#### Work instruction
Repeat back every line of the data, exactly.

#### Entries supplied
/---

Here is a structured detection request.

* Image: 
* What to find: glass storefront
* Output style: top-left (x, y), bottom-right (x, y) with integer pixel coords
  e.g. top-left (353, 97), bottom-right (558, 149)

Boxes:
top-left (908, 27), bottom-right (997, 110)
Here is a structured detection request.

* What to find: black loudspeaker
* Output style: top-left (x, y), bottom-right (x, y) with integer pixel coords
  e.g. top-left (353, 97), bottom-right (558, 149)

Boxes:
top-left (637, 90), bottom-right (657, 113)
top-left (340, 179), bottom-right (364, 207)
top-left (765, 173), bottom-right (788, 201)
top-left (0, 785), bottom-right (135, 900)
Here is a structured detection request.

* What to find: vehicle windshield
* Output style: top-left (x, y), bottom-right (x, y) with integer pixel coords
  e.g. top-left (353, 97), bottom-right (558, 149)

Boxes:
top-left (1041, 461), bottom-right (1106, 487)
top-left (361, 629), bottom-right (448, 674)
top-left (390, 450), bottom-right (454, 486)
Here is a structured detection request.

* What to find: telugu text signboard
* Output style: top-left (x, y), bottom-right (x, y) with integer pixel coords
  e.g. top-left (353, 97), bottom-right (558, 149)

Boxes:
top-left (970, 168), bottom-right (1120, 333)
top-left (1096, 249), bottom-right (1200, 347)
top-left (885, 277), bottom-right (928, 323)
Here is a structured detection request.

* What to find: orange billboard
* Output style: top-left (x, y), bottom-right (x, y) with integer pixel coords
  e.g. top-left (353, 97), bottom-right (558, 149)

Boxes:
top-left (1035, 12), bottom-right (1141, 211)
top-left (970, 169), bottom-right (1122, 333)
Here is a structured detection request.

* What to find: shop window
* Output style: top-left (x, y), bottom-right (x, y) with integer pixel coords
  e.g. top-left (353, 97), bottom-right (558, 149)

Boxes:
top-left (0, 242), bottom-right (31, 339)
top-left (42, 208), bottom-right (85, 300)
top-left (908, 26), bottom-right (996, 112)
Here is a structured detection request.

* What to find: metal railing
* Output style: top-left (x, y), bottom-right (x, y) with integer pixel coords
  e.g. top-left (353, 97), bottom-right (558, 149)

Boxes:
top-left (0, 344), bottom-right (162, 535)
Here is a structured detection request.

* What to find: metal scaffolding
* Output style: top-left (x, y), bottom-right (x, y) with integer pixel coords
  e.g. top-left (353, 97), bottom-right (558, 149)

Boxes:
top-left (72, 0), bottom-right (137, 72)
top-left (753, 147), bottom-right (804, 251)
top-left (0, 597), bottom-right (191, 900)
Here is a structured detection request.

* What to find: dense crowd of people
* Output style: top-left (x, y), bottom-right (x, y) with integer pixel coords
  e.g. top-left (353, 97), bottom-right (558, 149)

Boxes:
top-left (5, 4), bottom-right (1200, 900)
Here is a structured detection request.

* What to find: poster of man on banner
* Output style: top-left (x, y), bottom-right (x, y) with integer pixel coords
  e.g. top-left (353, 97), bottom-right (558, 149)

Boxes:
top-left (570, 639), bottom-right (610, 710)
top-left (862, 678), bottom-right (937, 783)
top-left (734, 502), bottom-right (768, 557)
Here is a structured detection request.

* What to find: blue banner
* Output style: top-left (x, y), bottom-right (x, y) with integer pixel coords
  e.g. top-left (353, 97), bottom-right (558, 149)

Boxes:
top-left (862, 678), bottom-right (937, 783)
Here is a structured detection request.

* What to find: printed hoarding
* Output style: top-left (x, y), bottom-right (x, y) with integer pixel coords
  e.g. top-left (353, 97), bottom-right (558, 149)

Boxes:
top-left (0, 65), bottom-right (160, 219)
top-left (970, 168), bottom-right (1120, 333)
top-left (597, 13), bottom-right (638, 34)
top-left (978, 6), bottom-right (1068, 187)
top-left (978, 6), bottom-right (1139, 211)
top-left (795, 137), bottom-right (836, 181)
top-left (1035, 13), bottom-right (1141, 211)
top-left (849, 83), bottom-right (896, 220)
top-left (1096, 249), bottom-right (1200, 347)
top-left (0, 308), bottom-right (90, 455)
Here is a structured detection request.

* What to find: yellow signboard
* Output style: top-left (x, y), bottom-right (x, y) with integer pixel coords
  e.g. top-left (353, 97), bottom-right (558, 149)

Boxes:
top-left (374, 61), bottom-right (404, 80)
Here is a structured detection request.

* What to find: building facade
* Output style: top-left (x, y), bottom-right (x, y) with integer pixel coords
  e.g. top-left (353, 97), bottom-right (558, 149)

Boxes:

\---

#### The completed task
Here is a structured detection request.

* Image: 
* What to find: glass storefront
* Output style: top-left (x, y), bottom-right (x, y) with integer pixel coords
  e.g. top-left (353, 97), bottom-right (558, 149)

Boxes:
top-left (908, 27), bottom-right (997, 110)
Here is a structured detection request.

* What to find: black loudspeaker
* Output style: top-left (x, y), bottom-right (x, y) with integer pixel coords
  e.g. top-left (353, 97), bottom-right (558, 149)

Boxes:
top-left (637, 90), bottom-right (657, 113)
top-left (340, 179), bottom-right (364, 207)
top-left (765, 173), bottom-right (788, 201)
top-left (0, 785), bottom-right (135, 900)
Here is a structured detection request.

* What to find: vehicle windshield
* Output style: top-left (x, y), bottom-right (x, y) with integer pixel coords
  e.g. top-left (353, 97), bottom-right (558, 149)

Boxes:
top-left (1041, 461), bottom-right (1106, 487)
top-left (361, 629), bottom-right (448, 674)
top-left (390, 450), bottom-right (454, 486)
Here is a structured detection request.

* What to find: telugu text signboard
* Output style: top-left (x, y), bottom-right (x, y) with integer pixel coords
  e.g. top-left (353, 97), bottom-right (558, 149)

Boxes:
top-left (970, 168), bottom-right (1120, 333)
top-left (1096, 249), bottom-right (1200, 347)
top-left (885, 277), bottom-right (928, 323)
Here is a structured detection request.

* What to find: orange billboard
* Output style: top-left (x, y), bottom-right (x, y) with integer pixel coords
  e.g. top-left (353, 97), bottom-right (558, 149)

Boxes:
top-left (1035, 12), bottom-right (1141, 211)
top-left (970, 169), bottom-right (1122, 333)
Here is a structured detection request.

* What to find: shop window
* Output style: top-left (x, y), bottom-right (x, y) with integer pixel coords
  e.g. top-left (353, 97), bottom-right (558, 149)

Boxes:
top-left (0, 242), bottom-right (31, 339)
top-left (42, 208), bottom-right (85, 300)
top-left (908, 26), bottom-right (996, 112)
Here is a structured detection request.

* What to find: metal railing
* Output style: top-left (x, y), bottom-right (x, y) with integer pixel coords
  e.g. top-left (353, 97), bottom-right (558, 149)

Boxes:
top-left (0, 344), bottom-right (162, 535)
Here is a structured detection request.

* What to find: metal scaffolding
* Output style: top-left (x, y), bottom-right (x, y) with integer pixel coords
  e.g. top-left (353, 97), bottom-right (558, 149)

Boxes:
top-left (72, 0), bottom-right (137, 72)
top-left (753, 147), bottom-right (804, 251)
top-left (0, 597), bottom-right (191, 900)
Here is a structured detection request.

* What to find: dense crowd of people
* Output style: top-left (x, y), bottom-right (x, y) with integer pixel coords
  e.g. top-left (353, 97), bottom-right (558, 149)

Boxes:
top-left (5, 4), bottom-right (1200, 900)
Here is a structured detection request.

* What to find: poster of man on banner
* Output style: top-left (x, y), bottom-right (x, y) with integer pixel coords
  e.g. top-left (353, 97), bottom-right (558, 149)

Boxes:
top-left (570, 639), bottom-right (610, 710)
top-left (862, 678), bottom-right (937, 783)
top-left (734, 502), bottom-right (768, 557)
Here is a structured detection request.

* What to find: blue banner
* Output style: top-left (x, y), bottom-right (x, y) with integer pixel coords
  e.g. top-left (353, 97), bottom-right (558, 149)

Boxes:
top-left (862, 678), bottom-right (937, 783)
Here is a structured detection request.

* What to find: printed hoarding
* Output style: top-left (x, y), bottom-right (x, y) with integer pixel coords
  e.g. top-left (353, 97), bottom-right (558, 149)

Boxes:
top-left (0, 65), bottom-right (160, 219)
top-left (970, 168), bottom-right (1120, 333)
top-left (597, 13), bottom-right (638, 34)
top-left (978, 6), bottom-right (1068, 187)
top-left (978, 6), bottom-right (1139, 211)
top-left (795, 137), bottom-right (836, 181)
top-left (1035, 13), bottom-right (1141, 211)
top-left (849, 83), bottom-right (896, 220)
top-left (1096, 249), bottom-right (1200, 347)
top-left (0, 308), bottom-right (90, 455)
Here is a structured detection request.

* What to find: yellow signboard
* Output style: top-left (x, y), bottom-right (x, y) with integer pixel coords
  e.g. top-left (353, 97), bottom-right (558, 149)

Boxes:
top-left (374, 61), bottom-right (404, 80)
Here is a structured detection request.

* What to find: building facade
* Output style: top-left (x, y), bottom-right (x, y) with integer pixel coords
  e.g. top-left (353, 97), bottom-right (558, 149)

Boxes:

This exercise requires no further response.